◆ DATA
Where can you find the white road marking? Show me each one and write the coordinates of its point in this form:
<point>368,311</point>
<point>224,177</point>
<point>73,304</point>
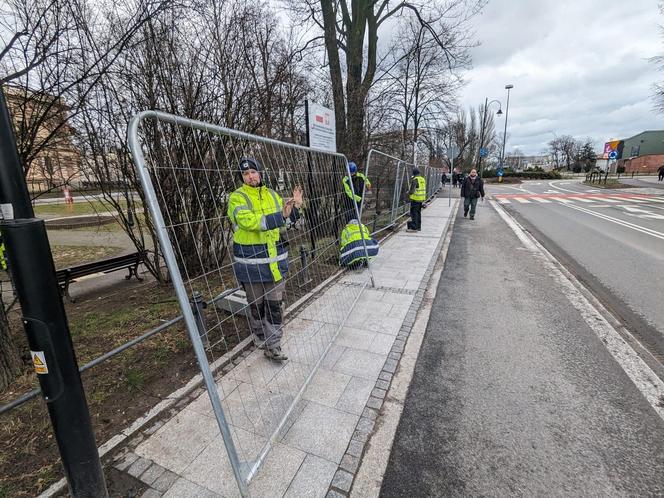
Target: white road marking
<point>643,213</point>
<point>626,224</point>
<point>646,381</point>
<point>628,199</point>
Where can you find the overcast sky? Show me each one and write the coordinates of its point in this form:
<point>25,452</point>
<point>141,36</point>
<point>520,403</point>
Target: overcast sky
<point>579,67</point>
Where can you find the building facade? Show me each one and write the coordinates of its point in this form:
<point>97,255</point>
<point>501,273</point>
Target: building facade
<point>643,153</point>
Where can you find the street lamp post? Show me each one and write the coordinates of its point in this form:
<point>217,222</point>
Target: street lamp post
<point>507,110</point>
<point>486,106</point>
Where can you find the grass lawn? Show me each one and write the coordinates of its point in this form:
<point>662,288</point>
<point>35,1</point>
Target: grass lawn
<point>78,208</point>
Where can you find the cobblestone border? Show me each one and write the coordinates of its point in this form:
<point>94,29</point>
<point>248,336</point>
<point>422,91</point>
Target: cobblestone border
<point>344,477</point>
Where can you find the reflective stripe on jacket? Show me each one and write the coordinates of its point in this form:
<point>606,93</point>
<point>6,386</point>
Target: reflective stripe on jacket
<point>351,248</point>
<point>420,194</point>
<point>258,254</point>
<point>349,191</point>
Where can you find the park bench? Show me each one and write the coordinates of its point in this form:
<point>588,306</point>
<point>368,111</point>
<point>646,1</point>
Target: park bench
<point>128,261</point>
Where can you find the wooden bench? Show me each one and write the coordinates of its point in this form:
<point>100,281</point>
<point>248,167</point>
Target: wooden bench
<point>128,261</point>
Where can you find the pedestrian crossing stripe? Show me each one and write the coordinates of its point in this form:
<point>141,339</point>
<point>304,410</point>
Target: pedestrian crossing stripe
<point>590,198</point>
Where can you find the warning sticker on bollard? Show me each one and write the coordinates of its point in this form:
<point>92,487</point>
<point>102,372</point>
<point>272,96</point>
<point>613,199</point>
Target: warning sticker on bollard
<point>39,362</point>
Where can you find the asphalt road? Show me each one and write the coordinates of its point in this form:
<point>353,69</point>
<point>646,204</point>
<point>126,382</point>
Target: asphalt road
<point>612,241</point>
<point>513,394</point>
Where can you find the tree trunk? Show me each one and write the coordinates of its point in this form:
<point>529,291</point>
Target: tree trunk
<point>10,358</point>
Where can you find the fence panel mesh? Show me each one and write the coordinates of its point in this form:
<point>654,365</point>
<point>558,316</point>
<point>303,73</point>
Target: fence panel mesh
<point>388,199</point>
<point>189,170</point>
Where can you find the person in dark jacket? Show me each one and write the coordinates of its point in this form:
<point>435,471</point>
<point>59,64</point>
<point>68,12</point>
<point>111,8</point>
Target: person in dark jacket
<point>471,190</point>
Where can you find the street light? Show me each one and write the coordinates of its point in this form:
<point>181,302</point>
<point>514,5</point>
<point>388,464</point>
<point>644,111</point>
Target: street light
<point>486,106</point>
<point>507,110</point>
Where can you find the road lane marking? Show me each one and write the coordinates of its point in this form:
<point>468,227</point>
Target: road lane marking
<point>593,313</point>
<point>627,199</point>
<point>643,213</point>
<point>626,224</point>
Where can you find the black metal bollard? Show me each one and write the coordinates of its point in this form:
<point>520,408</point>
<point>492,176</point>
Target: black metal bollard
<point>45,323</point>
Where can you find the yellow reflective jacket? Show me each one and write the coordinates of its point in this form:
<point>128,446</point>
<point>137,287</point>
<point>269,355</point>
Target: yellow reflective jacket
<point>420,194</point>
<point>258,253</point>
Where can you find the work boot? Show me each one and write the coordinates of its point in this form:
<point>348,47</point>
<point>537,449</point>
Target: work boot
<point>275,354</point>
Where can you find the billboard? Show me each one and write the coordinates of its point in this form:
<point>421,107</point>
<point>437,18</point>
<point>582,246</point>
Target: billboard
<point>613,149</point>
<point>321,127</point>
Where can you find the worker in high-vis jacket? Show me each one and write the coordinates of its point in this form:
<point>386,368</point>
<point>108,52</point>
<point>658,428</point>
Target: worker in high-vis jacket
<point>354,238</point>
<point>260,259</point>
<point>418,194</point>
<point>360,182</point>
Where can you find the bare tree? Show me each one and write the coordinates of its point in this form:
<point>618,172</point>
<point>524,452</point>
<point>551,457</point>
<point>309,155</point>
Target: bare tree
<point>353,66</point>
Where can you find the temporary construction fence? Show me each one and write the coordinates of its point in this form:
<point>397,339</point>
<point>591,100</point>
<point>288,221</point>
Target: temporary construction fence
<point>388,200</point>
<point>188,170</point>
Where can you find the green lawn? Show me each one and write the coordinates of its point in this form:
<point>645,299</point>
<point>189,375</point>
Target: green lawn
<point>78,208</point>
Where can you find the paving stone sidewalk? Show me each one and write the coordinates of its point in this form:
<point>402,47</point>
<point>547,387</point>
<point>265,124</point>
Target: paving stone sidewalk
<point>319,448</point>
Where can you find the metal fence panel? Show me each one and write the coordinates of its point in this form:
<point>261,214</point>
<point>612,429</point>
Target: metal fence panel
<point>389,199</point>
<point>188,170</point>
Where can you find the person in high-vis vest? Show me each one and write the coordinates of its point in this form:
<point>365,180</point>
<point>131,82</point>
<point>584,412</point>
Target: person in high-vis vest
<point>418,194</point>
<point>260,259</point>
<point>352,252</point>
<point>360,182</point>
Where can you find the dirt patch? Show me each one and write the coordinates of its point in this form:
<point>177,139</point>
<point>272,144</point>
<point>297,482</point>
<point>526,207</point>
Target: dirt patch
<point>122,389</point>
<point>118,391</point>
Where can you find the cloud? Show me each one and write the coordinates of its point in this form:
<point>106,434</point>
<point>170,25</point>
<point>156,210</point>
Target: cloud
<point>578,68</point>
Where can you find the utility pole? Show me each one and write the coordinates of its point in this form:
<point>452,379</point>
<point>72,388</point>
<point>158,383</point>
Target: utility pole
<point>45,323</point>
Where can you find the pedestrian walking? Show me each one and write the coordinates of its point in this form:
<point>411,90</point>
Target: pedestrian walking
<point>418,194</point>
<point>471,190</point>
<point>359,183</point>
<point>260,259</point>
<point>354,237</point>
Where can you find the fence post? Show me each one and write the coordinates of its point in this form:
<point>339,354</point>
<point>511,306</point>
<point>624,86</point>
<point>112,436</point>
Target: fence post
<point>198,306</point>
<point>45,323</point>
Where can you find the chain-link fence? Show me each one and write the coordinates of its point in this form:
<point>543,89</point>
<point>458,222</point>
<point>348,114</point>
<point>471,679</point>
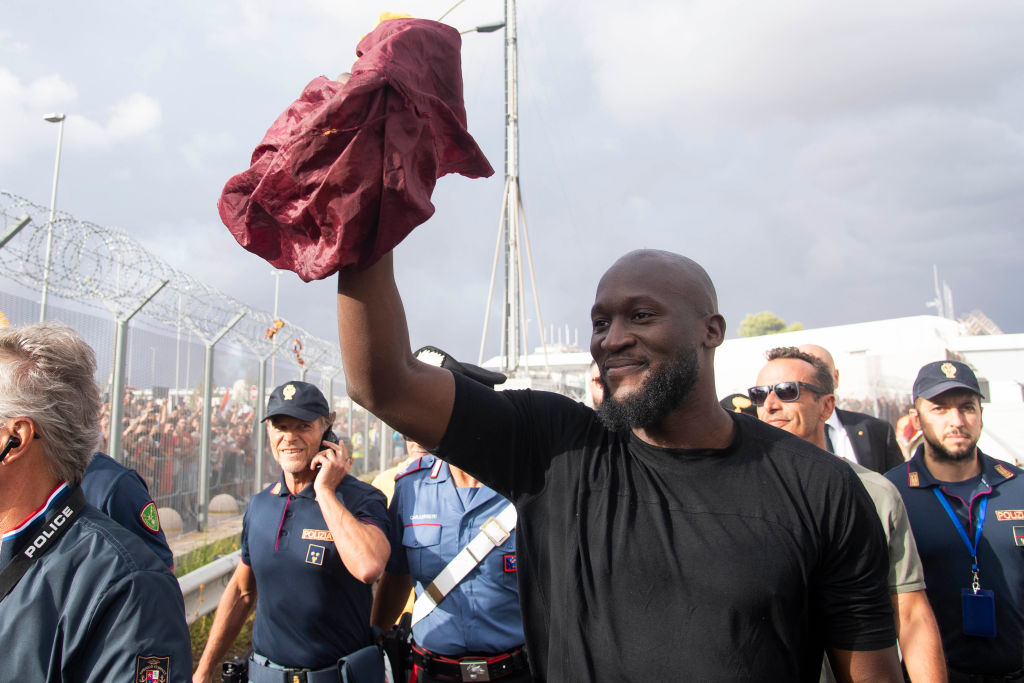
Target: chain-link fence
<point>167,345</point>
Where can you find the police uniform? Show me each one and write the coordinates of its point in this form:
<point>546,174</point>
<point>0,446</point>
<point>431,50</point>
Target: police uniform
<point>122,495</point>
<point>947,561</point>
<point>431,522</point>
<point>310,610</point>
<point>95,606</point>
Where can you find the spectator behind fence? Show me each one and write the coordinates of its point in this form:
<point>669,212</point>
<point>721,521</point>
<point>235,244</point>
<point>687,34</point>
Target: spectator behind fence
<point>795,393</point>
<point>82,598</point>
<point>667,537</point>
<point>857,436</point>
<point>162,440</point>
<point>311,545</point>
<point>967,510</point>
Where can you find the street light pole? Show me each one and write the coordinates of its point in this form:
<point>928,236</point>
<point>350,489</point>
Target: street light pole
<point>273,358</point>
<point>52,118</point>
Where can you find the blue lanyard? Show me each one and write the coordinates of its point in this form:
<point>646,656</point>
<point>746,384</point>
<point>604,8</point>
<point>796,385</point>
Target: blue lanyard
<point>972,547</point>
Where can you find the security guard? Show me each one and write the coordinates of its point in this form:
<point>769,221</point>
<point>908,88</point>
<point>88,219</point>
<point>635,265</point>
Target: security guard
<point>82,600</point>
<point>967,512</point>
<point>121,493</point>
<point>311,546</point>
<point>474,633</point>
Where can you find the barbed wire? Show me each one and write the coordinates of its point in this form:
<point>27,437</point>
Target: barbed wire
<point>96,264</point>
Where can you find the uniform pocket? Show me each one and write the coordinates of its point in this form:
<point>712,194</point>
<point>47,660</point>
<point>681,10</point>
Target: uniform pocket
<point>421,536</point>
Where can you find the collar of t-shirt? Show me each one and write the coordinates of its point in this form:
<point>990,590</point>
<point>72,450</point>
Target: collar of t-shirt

--

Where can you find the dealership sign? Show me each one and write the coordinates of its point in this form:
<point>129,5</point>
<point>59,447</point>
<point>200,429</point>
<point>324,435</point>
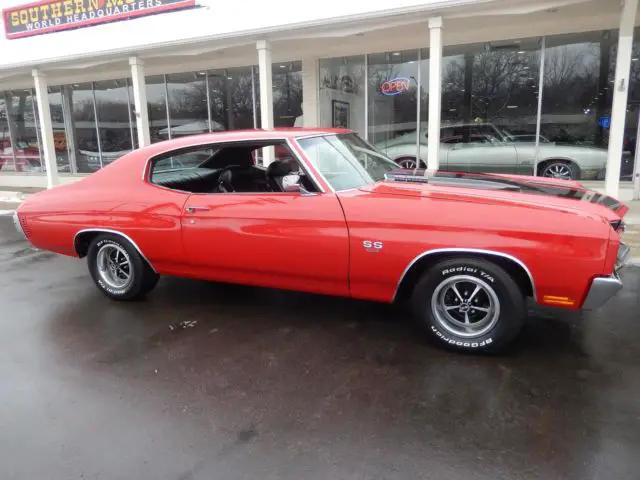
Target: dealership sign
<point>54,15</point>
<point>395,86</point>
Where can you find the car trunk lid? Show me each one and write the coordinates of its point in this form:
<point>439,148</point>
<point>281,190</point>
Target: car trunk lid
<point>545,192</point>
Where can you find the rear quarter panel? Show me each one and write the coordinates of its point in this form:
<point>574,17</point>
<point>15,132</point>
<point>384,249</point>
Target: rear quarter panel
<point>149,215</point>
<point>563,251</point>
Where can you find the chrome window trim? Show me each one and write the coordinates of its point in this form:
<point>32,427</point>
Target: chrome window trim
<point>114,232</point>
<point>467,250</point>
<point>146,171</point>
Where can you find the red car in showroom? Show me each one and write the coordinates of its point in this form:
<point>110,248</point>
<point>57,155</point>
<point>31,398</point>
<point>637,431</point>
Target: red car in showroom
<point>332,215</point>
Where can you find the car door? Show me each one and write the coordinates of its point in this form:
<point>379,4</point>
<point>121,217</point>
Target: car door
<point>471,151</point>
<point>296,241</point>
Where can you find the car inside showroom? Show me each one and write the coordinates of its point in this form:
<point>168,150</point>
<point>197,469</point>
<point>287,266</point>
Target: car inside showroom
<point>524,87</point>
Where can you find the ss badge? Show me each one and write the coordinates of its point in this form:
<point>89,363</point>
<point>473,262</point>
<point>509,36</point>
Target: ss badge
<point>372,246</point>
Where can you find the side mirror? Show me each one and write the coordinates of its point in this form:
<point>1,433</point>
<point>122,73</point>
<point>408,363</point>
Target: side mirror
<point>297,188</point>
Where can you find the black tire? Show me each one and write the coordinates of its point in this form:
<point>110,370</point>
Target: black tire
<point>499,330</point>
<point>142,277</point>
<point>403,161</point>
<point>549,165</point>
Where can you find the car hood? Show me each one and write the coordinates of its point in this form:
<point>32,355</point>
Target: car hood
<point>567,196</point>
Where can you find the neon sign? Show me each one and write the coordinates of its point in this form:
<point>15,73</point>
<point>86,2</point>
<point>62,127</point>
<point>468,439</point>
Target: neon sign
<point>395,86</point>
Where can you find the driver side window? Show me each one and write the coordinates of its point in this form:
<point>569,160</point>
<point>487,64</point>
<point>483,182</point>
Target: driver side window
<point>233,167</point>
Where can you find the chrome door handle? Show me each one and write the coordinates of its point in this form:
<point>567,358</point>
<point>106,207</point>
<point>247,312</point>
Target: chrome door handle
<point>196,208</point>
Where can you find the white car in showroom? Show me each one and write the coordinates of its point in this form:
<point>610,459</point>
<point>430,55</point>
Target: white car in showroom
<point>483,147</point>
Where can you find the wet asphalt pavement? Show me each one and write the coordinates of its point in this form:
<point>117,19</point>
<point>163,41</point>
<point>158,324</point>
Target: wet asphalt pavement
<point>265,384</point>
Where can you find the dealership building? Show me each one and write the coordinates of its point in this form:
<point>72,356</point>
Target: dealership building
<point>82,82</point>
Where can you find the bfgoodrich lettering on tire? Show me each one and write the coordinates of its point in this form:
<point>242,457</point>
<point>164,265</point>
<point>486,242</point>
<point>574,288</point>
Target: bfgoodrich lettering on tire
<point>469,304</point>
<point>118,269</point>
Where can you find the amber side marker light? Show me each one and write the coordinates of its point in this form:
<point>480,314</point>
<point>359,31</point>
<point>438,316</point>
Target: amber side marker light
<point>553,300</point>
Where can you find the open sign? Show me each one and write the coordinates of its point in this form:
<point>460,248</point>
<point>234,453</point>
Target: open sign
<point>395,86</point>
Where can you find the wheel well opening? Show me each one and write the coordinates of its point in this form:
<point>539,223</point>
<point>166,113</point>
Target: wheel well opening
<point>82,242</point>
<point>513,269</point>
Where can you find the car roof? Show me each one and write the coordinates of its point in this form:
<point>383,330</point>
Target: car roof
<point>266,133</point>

◆ PROBLEM TO WORK ON
Can you quote, word for word, every line from the one containing "Where can you find the street light pole?" through the one containing "<point>52,118</point>", with both end lines included?

◆ EXERCISE ANSWER
Where can you find the street light pole? Show me each one and write the coordinates of its point in this form:
<point>928,236</point>
<point>350,489</point>
Target: street light pole
<point>273,358</point>
<point>52,118</point>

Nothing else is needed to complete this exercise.